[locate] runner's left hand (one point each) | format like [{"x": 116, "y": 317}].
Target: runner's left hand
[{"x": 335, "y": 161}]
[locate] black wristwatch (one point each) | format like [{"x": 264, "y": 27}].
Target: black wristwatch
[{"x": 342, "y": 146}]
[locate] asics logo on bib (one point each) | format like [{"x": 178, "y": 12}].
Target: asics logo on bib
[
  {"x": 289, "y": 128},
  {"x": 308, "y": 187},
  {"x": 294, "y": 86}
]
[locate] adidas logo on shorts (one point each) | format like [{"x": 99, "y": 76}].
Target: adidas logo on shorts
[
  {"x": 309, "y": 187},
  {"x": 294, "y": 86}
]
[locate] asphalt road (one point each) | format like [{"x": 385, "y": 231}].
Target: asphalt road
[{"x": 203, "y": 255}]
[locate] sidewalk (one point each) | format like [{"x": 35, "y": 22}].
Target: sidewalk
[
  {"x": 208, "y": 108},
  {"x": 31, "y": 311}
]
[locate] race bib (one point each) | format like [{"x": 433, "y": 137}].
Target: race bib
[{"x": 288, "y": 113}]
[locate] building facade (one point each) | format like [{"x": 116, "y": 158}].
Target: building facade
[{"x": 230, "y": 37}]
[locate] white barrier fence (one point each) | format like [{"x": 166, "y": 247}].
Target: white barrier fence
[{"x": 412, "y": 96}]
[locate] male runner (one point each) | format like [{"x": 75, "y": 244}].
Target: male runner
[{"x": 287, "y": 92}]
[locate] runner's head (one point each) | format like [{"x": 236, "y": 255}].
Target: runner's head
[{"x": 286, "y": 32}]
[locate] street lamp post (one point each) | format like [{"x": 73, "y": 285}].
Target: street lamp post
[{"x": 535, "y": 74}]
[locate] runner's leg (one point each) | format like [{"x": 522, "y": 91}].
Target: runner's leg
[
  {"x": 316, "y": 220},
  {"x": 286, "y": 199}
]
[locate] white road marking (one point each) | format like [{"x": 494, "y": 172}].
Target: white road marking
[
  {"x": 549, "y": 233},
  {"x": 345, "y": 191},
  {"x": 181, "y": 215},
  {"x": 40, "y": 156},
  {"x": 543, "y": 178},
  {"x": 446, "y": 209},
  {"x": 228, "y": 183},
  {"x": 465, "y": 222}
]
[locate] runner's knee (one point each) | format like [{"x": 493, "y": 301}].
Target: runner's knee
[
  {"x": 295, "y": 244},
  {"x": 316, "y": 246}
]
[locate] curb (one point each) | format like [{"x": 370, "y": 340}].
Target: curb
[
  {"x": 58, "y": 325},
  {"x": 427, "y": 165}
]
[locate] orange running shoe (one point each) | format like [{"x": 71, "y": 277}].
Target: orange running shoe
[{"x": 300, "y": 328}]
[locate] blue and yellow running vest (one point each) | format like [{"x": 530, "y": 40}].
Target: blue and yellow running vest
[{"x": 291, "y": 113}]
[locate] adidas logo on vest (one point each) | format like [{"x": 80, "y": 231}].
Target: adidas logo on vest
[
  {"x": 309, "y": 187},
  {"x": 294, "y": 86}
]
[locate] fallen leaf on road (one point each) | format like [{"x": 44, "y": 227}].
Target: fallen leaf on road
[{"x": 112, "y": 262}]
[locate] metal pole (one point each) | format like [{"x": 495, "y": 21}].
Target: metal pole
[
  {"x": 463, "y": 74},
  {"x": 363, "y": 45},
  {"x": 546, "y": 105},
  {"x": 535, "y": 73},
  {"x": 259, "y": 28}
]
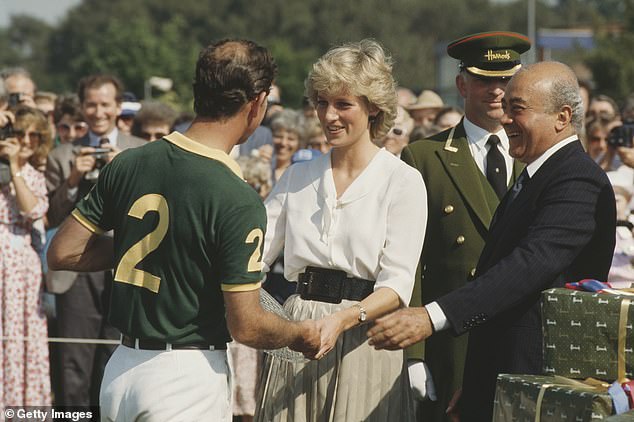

━━━━

#### What is being asked:
Print the material word for word; images are to be left out.

#### Task solution:
[locate] runner's left hand (one point each) | format like [{"x": 116, "y": 317}].
Target: runner's left hand
[{"x": 335, "y": 161}]
[locate] black wristwatch (one point each) | format like [{"x": 264, "y": 27}].
Target: black wristwatch
[{"x": 342, "y": 146}]
[locate] asics logo on bib (one point each) | format like [{"x": 178, "y": 12}].
Target: asics logo on bib
[
  {"x": 289, "y": 128},
  {"x": 308, "y": 187},
  {"x": 294, "y": 86}
]
[locate] adidas logo on shorts (one point each) | format like [{"x": 99, "y": 76}].
Target: adidas logo on shorts
[
  {"x": 309, "y": 187},
  {"x": 294, "y": 86}
]
[locate] asphalt road (one point each) | format like [{"x": 385, "y": 231}].
Target: asphalt road
[{"x": 203, "y": 255}]
[locate] sidewalk (one point each) | format like [{"x": 35, "y": 22}].
Target: sidewalk
[
  {"x": 208, "y": 108},
  {"x": 31, "y": 311}
]
[locate] race bib (one point each) | format like [{"x": 433, "y": 137}].
Target: race bib
[{"x": 288, "y": 113}]
[locate] building facade (one point each) | format like [{"x": 116, "y": 158}].
Target: building facade
[{"x": 230, "y": 37}]
[locate] white barrier fence (one point each) | format like [{"x": 166, "y": 247}].
Target: white barrier fence
[{"x": 412, "y": 96}]
[locate] male runner (one point each) | format like [{"x": 75, "y": 244}].
Target: male runner
[{"x": 287, "y": 92}]
[locate] runner's head (one point each) | format like [{"x": 236, "y": 255}].
Target: runner's head
[{"x": 286, "y": 32}]
[locate] street lamp post (one point each) | format like [{"x": 73, "y": 285}].
Target: street lamp post
[{"x": 535, "y": 74}]
[locate] runner's leg (one point each) | format like [{"x": 522, "y": 91}].
Target: runner's leg
[
  {"x": 316, "y": 220},
  {"x": 286, "y": 199}
]
[locate] white road marking (one point each) | format like [{"x": 494, "y": 172}].
Target: white road marking
[
  {"x": 549, "y": 233},
  {"x": 345, "y": 191},
  {"x": 181, "y": 215},
  {"x": 40, "y": 156},
  {"x": 543, "y": 178},
  {"x": 446, "y": 209},
  {"x": 228, "y": 183},
  {"x": 465, "y": 222}
]
[locate] runner's knee (one point each) | format like [{"x": 493, "y": 301}].
Target: runner's knee
[
  {"x": 295, "y": 244},
  {"x": 316, "y": 246}
]
[locate] curb (one point each) | format like [{"x": 370, "y": 340}].
Target: curb
[
  {"x": 58, "y": 325},
  {"x": 427, "y": 165}
]
[locate] orange running shoe (one point each) | format like [{"x": 71, "y": 277}].
Target: orange running shoe
[{"x": 300, "y": 328}]
[locate] blue and yellow running vest (one point each) | format like [{"x": 530, "y": 40}].
Target: blue and yellow running vest
[{"x": 291, "y": 113}]
[locate] adidas logo on vest (one point each) | format like [{"x": 80, "y": 231}].
Target: adidas logo on vest
[
  {"x": 309, "y": 187},
  {"x": 294, "y": 86}
]
[locate] fallen leaf on road (one point each) | format like [{"x": 44, "y": 227}].
Target: fallen leaf on road
[{"x": 112, "y": 262}]
[locate] metal pole (one point each) | format like [{"x": 495, "y": 21}].
Target: metal pole
[
  {"x": 463, "y": 74},
  {"x": 363, "y": 45},
  {"x": 546, "y": 105},
  {"x": 535, "y": 73},
  {"x": 259, "y": 28}
]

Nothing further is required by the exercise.